**What you are asked to do**
Give back exactly the lines of the entries below from the line with "column 254, row 86" to the line with "column 169, row 418", inclusive, and only those.

**Extracted data entries**

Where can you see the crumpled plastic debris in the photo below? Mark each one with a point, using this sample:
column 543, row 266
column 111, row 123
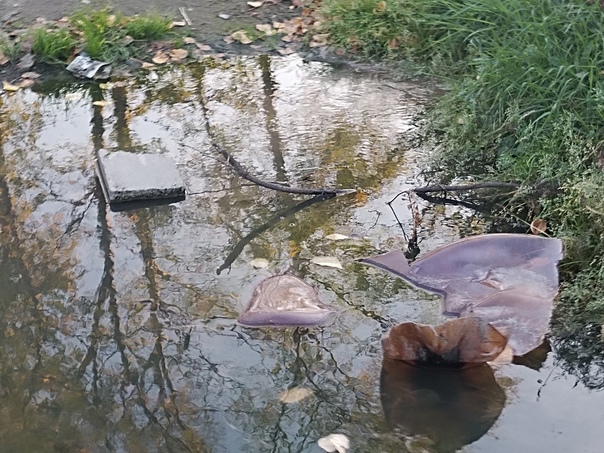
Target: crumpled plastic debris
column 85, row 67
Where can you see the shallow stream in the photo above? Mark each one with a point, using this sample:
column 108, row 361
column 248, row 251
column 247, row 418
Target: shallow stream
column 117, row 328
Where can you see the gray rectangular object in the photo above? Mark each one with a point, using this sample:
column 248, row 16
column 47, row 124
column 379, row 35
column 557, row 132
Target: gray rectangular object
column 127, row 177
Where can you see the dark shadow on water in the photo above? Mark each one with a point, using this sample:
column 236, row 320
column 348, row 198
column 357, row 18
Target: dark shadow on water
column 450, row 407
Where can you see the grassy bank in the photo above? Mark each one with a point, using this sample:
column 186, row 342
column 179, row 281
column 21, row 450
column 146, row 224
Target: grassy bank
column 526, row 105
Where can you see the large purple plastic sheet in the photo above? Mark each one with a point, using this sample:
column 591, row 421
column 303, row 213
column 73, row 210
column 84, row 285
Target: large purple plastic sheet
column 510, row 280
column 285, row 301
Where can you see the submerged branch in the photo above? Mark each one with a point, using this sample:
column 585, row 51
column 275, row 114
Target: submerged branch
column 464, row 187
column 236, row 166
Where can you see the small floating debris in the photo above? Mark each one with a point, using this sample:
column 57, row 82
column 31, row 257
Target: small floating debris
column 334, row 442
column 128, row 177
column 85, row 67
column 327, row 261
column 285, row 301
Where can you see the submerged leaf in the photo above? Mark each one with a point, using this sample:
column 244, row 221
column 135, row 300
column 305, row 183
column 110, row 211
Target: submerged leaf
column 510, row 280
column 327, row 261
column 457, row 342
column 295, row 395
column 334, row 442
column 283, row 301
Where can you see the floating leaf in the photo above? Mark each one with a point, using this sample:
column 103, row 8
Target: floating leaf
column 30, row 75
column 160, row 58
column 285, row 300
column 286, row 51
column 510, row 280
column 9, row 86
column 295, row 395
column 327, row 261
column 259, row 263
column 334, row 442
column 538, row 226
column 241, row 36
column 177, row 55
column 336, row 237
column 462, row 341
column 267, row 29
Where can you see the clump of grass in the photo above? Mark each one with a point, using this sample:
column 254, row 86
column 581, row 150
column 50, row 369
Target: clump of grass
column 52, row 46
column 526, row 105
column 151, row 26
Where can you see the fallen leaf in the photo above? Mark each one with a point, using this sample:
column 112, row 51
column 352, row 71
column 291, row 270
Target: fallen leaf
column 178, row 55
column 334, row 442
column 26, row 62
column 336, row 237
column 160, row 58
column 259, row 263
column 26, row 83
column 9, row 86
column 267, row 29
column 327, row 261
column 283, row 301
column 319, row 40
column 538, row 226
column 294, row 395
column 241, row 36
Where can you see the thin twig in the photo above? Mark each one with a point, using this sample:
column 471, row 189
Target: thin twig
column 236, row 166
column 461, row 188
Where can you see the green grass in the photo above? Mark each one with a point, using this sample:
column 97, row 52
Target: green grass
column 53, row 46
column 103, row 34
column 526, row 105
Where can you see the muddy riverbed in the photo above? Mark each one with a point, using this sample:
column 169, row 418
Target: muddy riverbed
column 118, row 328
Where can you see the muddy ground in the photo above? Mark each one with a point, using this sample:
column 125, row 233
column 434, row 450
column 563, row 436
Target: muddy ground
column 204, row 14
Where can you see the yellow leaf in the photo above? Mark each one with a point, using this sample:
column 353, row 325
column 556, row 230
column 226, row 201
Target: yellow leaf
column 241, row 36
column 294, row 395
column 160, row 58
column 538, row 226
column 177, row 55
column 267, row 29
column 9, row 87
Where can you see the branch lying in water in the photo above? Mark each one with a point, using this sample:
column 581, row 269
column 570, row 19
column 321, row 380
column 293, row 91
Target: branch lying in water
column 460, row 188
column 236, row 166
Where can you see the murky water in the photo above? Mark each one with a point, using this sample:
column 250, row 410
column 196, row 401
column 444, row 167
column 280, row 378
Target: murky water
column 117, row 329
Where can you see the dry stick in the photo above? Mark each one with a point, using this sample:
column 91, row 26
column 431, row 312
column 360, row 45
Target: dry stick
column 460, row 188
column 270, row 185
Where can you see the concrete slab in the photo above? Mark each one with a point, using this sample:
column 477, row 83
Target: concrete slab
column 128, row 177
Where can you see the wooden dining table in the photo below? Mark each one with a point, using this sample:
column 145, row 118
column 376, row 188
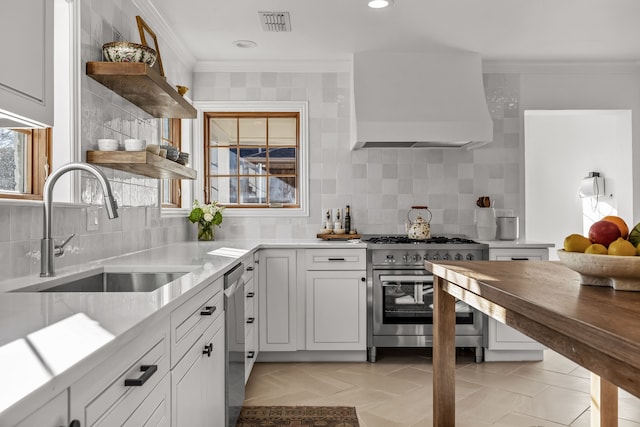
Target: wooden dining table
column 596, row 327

* * *

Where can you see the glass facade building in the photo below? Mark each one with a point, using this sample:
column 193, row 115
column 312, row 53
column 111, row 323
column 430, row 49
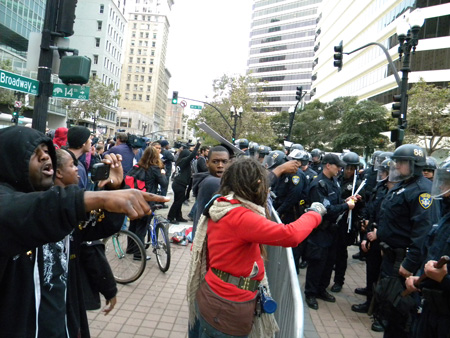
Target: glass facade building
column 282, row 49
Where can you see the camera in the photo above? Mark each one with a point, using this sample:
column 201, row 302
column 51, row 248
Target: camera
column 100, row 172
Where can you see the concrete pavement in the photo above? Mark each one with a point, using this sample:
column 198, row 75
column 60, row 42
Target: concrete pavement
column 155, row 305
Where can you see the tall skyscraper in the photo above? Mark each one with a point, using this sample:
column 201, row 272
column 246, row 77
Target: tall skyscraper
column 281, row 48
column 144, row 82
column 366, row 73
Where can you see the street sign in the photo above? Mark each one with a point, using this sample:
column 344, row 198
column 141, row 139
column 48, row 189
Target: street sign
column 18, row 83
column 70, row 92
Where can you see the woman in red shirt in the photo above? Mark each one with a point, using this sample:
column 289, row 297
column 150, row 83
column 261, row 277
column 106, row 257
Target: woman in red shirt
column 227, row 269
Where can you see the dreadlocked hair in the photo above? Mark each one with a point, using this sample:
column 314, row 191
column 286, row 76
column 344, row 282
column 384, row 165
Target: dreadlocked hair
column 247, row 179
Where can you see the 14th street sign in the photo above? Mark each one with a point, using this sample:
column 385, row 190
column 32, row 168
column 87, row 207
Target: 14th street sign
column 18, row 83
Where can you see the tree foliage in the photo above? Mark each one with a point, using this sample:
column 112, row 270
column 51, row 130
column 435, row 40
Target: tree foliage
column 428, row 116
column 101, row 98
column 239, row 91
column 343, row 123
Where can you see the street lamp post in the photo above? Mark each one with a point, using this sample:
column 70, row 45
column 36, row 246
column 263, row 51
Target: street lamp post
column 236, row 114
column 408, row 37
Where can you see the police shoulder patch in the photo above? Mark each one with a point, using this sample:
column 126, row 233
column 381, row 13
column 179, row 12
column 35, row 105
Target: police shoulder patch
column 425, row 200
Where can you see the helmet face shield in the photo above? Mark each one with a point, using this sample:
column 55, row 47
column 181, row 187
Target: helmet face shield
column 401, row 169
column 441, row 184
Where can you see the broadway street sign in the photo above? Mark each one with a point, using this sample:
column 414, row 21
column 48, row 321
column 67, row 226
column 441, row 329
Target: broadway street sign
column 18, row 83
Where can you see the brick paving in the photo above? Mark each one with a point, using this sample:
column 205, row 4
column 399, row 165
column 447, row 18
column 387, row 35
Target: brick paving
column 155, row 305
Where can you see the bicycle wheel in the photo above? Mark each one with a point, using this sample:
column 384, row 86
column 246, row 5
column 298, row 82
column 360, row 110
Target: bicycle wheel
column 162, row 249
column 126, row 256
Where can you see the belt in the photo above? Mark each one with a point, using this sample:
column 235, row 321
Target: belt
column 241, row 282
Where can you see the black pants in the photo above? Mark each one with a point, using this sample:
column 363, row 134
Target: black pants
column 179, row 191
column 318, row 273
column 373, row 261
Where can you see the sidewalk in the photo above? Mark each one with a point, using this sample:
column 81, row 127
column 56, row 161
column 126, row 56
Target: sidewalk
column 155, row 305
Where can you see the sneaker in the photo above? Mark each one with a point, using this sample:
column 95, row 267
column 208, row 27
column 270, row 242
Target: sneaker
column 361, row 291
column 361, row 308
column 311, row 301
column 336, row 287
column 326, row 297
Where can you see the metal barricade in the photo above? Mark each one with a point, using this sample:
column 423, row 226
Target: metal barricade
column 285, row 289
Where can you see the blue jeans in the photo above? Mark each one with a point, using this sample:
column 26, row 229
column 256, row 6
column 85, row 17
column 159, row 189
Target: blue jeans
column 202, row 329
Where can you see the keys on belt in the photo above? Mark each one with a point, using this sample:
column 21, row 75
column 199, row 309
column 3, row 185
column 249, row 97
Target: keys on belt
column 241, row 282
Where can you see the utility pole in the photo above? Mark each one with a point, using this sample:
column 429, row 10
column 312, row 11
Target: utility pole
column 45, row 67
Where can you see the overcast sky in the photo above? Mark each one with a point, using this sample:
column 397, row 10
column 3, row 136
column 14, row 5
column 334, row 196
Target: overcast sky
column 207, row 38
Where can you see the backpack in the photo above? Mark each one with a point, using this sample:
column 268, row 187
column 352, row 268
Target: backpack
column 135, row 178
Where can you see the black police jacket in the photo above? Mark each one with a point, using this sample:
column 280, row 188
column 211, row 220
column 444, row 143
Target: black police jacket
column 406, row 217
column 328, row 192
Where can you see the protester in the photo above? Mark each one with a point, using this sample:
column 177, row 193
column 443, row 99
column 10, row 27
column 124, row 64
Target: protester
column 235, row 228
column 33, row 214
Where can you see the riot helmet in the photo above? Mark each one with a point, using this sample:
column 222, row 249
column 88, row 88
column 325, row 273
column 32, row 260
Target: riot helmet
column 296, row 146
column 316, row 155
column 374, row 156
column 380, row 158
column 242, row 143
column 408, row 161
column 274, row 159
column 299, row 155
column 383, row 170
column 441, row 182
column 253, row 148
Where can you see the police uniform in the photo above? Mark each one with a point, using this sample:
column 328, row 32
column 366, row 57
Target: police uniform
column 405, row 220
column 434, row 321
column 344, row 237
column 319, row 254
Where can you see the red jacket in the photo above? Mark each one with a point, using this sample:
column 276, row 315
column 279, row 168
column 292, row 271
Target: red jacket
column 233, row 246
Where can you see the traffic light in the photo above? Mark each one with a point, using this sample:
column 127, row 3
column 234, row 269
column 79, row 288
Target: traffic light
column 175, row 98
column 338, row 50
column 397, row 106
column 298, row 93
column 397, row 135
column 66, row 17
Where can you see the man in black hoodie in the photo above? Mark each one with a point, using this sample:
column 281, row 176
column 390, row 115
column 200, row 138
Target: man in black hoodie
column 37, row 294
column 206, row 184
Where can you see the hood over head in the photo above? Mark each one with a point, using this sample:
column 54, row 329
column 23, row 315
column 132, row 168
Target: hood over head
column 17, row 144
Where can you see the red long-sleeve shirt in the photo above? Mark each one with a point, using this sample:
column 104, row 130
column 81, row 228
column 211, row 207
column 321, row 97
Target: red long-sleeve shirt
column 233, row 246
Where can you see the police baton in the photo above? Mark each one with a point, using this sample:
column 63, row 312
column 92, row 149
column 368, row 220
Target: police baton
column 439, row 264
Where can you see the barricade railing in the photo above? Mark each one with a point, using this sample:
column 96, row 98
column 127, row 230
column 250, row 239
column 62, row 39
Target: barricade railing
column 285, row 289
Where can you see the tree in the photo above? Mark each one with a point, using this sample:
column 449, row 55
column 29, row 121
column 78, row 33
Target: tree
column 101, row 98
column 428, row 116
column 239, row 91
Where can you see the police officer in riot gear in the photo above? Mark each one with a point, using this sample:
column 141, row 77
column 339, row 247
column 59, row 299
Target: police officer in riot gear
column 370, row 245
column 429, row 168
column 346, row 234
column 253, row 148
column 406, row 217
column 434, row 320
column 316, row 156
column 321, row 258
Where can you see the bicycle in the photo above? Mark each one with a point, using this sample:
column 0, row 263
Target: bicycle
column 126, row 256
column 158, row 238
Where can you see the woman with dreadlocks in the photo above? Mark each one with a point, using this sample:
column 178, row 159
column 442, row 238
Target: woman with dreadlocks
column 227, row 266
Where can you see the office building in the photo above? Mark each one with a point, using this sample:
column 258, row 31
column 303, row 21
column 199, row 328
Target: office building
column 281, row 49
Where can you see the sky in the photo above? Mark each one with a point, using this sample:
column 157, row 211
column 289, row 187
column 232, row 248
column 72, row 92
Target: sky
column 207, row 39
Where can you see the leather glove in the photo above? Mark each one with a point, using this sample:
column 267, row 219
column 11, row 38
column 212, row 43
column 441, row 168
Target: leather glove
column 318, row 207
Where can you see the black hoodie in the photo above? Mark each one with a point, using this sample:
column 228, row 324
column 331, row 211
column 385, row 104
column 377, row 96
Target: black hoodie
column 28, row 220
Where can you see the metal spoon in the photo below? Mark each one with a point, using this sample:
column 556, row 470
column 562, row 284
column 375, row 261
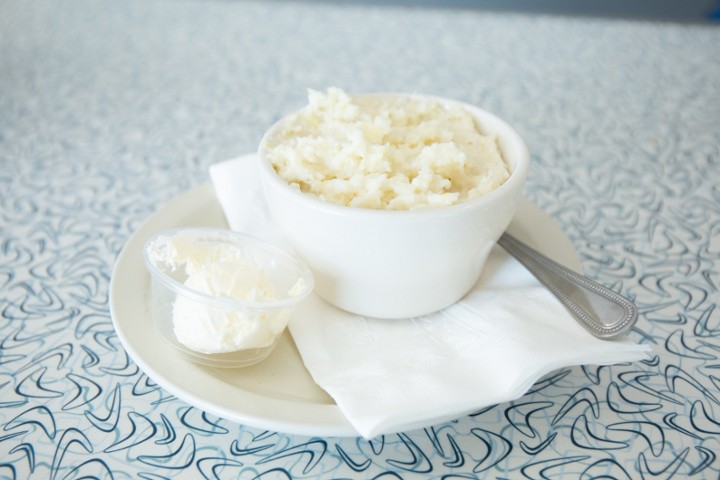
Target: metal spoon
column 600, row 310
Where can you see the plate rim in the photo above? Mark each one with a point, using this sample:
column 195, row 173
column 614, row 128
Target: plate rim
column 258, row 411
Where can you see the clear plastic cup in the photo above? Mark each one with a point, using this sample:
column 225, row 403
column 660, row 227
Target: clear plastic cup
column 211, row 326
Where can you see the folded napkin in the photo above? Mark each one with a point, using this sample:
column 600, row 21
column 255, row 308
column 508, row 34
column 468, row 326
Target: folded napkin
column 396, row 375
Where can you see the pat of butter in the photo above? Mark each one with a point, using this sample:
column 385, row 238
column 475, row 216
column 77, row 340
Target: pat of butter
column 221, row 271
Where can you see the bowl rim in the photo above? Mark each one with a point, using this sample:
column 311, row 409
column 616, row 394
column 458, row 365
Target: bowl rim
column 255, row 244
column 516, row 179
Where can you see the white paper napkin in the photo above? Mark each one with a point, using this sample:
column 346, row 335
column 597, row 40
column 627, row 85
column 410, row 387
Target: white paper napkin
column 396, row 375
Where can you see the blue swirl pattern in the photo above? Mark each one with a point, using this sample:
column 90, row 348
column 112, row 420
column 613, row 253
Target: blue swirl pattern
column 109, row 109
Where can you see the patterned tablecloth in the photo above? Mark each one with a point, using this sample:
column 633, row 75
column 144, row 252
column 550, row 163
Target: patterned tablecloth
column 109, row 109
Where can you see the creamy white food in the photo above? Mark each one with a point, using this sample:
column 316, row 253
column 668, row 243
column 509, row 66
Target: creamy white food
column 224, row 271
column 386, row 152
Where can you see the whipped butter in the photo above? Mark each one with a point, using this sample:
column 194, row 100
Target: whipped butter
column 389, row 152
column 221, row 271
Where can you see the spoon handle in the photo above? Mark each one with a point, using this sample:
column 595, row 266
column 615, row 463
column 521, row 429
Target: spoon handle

**Response to the task**
column 254, row 86
column 581, row 150
column 50, row 369
Target: clump of grass
column 52, row 46
column 526, row 105
column 151, row 26
Where can you see the fallen leaf in the photo above? Mark each one with a point, using this sample:
column 112, row 51
column 352, row 71
column 291, row 270
Target: fallen leaf
column 178, row 55
column 334, row 442
column 26, row 62
column 336, row 237
column 160, row 58
column 259, row 263
column 26, row 83
column 9, row 86
column 267, row 29
column 327, row 261
column 283, row 301
column 319, row 40
column 538, row 226
column 294, row 395
column 241, row 36
Where can you see the thin twig in the photo above? Mark each one with a point, using this sample:
column 471, row 189
Target: thin twig
column 236, row 166
column 461, row 188
Where can you see the green grass in the photo above? Mark each one with a point, using this sample:
column 97, row 52
Target: green grass
column 53, row 46
column 103, row 34
column 526, row 105
Where can you see the muddy riverbed in the photo above? Mark each one with a point, using this sample:
column 169, row 418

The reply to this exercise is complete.